Exercise aim -> Show each line of the entries below that contains the word "straw". Case counts, so copy only lines that match it letter for letter.

Material provided ->
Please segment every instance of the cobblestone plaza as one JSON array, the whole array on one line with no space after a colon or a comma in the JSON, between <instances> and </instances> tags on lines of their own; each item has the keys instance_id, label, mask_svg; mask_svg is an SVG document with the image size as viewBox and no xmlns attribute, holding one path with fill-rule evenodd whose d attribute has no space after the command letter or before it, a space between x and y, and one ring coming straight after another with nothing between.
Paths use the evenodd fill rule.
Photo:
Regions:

---

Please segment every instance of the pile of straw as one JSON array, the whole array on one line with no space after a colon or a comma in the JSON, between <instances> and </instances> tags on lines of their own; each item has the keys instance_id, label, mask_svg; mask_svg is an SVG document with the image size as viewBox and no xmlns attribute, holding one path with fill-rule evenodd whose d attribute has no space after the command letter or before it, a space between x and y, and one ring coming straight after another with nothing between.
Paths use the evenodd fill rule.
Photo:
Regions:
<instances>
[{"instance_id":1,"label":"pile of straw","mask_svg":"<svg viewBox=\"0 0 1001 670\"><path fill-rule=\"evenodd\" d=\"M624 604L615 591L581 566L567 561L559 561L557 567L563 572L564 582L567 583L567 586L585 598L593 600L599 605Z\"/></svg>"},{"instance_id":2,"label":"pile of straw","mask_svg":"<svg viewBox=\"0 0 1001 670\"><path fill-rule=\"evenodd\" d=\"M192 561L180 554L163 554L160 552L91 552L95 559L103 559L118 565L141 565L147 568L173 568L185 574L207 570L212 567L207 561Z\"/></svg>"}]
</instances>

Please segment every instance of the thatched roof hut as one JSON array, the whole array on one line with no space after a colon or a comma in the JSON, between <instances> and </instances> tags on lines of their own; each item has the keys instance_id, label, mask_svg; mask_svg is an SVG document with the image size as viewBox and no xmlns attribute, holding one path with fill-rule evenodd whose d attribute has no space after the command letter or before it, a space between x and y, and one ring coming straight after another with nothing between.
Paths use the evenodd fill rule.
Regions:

...

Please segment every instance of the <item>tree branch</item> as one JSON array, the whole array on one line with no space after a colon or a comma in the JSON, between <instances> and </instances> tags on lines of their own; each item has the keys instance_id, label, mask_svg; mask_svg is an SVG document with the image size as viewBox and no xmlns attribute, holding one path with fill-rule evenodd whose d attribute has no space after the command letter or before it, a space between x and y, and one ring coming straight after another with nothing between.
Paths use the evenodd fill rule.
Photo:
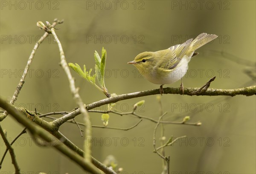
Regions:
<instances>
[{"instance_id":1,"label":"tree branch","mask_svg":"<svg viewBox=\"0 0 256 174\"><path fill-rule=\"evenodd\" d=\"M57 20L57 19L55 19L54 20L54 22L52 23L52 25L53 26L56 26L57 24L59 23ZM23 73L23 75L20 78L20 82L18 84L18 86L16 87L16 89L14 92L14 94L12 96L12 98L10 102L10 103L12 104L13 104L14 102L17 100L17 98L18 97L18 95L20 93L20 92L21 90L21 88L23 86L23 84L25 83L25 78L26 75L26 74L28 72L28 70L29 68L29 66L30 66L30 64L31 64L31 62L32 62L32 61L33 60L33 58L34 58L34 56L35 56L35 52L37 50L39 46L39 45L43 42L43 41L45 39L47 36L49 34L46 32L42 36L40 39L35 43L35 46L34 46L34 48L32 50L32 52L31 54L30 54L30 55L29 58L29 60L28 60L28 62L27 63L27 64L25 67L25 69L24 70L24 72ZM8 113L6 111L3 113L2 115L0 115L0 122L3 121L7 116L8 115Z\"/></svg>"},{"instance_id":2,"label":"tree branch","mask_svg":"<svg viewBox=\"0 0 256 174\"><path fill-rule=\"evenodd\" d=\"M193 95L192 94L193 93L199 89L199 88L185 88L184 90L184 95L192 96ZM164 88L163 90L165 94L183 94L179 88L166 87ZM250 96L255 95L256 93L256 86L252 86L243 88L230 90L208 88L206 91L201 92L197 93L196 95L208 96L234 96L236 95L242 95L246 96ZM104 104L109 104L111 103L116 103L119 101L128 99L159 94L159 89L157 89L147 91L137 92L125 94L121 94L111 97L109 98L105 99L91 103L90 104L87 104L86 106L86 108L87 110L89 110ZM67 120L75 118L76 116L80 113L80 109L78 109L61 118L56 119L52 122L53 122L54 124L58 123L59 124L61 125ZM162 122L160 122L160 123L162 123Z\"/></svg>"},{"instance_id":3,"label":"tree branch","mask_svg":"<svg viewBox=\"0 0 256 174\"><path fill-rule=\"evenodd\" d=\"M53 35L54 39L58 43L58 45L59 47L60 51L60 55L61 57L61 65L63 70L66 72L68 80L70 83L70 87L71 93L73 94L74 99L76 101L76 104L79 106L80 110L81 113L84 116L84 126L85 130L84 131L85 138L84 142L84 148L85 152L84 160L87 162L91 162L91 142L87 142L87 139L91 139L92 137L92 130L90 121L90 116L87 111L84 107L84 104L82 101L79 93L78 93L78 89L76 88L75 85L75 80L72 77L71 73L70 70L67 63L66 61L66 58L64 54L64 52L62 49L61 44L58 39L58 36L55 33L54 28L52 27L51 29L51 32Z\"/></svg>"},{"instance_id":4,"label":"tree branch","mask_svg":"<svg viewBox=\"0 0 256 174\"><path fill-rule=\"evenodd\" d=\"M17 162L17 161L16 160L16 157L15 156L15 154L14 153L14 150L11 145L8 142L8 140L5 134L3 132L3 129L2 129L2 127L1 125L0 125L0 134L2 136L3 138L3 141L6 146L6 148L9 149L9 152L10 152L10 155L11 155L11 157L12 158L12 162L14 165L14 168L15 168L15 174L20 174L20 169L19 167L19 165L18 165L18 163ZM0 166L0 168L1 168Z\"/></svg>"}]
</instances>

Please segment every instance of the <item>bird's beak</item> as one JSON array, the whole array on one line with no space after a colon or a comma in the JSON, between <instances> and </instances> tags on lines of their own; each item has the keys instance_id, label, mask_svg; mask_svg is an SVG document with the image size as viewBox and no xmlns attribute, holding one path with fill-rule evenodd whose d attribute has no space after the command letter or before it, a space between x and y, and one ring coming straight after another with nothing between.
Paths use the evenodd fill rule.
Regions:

Worked solution ->
Please segment every instance of the pile of straw as one JSON array, the whole array on one line with no space after a colon or a comma in the JSON, between <instances> and </instances> tags on lines of their own; each item has the keys instance_id, label, mask_svg; mask_svg is an SVG document with the image size as viewBox and no xmlns attribute, holding one path with fill-rule evenodd whose d attribute has no space after the command letter or before it, a space between x and y, and one ring coming straight after another with nothing between.
[{"instance_id":1,"label":"pile of straw","mask_svg":"<svg viewBox=\"0 0 1001 670\"><path fill-rule=\"evenodd\" d=\"M624 604L615 591L581 566L567 561L559 561L557 567L563 572L564 582L567 583L567 586L585 598L593 600L599 605Z\"/></svg>"},{"instance_id":2,"label":"pile of straw","mask_svg":"<svg viewBox=\"0 0 1001 670\"><path fill-rule=\"evenodd\" d=\"M192 561L180 554L163 554L160 552L91 552L95 559L103 559L118 565L141 565L147 568L173 568L185 574L207 570L212 567L207 561Z\"/></svg>"}]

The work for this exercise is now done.